Passage shown
424192 Migration of Schwann Cells in Micropatterned Channels

Wednesday, November 11, 2015
Exhibit Hall 1 (Salt Palace Convention Center)
Chun Liu, Chemical Engineering and Materials Science, Michigan State University, East Lansing, MI and Christina Chan, Chemical Engineering and Materials Science and Materials Science, Michigan State University, East Lansing, MI

Schwann cell migration is important for both spinal cord and peripheral nerve injuries, as Schwann cells are responsible for remyelinating the regenerated axons as well as providing guidance for regrowing axons. However, although numerous studies have focused on designing transplantable scaffolds for bridging the damaged nerve, few have taken into consideration the migration of Schwann cells required for remyelination. Evidence suggests that filaments and channels hold promise in enhancing the directionality and efficiency of Schwann cell migration [1]. To date, studies have monitored single cell migration on grooved surfaces, however the migration speed of a single cell differs from a collection of cells, and given that cells in vivo migrate not as discrete cells but rather as cell populations [2], the latter would better inform on the scaffold design for tissue repair. Therefore to better optimize the design of transplantable scaffolds, we studied the influence of channel diameter on the migration behavior of large populations of Schwann cells.

Micropatterned polydimethylsiloxane (PDMS) channel surfaces with different channel sizes (50μm, 100μm, and 150μm) were prepared through photolithography, which served to mimic the varying channel sizes of transplantable scaffolds in vitro. Schwann cells were seeded onto PDMS substrates and monitored daily for cell migration. The average cell migration speeds were quantified and normalized. We hypothesize that the smaller channel size induces higher degree of contact guidance causing the cells to align in the channel direction and migrate faster. The experimental results support higher Schwann cell migration speeds on PDMS channels with decreasing channel sizes, which was most prominent in the 50μm channels with migration speeds of 2.3 times greater than on the 150μm channels. In conclusion, the data suggest that Schwann cell migration into the scaffold, required for nerve repair, could be manipulated by controlling the scaffold channel size.

[1] E.C. Spivey, Z.Z. Khaing, J.B. Shear, C.E. Schmidt, The fundamental role of subcellular topography in peripheral nerve repair therapies, Biomaterials 33 (2012) 4264-4276.

[2] E.D. Miller, K. Li, T. Kanade, L.E. Weiss, L.M. Walker, P.G. Campbell, Spatially directed guidance of stem cell population migration by immobilized patterns of growth factors, Biomaterials 32 (2011) 2775-2785.

To do
Answer these questions using the abstract on Schwann cell migration above.
1. What two roles does the abstract give Schwann cells in nerve injuries?
2. What three channel sizes were prepared on the PDMS surfaces?
3. How many times greater was the migration speed in the 50μm channels than in the 150μm channels?

Entries supplied
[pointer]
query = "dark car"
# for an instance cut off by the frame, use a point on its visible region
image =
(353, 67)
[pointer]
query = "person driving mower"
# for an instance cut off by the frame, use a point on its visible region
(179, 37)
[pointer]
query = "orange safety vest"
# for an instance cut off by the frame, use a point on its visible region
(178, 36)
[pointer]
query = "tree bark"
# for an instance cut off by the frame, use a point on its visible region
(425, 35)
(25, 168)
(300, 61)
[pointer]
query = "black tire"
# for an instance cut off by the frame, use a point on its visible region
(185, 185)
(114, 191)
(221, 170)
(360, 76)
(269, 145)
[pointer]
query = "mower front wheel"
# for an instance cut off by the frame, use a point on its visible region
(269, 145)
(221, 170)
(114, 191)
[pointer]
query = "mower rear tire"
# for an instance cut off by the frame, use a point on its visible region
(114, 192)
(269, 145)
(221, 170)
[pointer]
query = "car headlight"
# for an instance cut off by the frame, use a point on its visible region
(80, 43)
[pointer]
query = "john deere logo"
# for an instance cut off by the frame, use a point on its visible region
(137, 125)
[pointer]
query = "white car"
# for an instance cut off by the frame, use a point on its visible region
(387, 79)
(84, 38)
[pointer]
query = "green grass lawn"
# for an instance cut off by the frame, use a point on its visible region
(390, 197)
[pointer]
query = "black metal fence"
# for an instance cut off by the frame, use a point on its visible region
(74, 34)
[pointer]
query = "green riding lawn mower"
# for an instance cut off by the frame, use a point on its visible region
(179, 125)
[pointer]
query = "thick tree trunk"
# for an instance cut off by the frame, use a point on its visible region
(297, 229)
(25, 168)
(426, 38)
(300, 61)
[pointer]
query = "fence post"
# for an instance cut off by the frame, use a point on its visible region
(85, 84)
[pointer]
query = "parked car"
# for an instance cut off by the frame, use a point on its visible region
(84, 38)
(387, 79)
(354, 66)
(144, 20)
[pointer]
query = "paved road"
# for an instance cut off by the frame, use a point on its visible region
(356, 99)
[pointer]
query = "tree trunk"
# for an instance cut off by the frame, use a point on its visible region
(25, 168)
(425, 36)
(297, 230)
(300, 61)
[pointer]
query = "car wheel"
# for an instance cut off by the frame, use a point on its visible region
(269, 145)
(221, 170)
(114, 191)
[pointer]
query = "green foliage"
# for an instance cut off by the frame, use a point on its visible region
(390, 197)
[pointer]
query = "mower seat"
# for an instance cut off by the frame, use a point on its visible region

Expected output
1. Remyelinating the regenerated axons and providing guidance for regrowing axons.
2. 50μm, 100μm, and 150μm.
3. 2.3 times.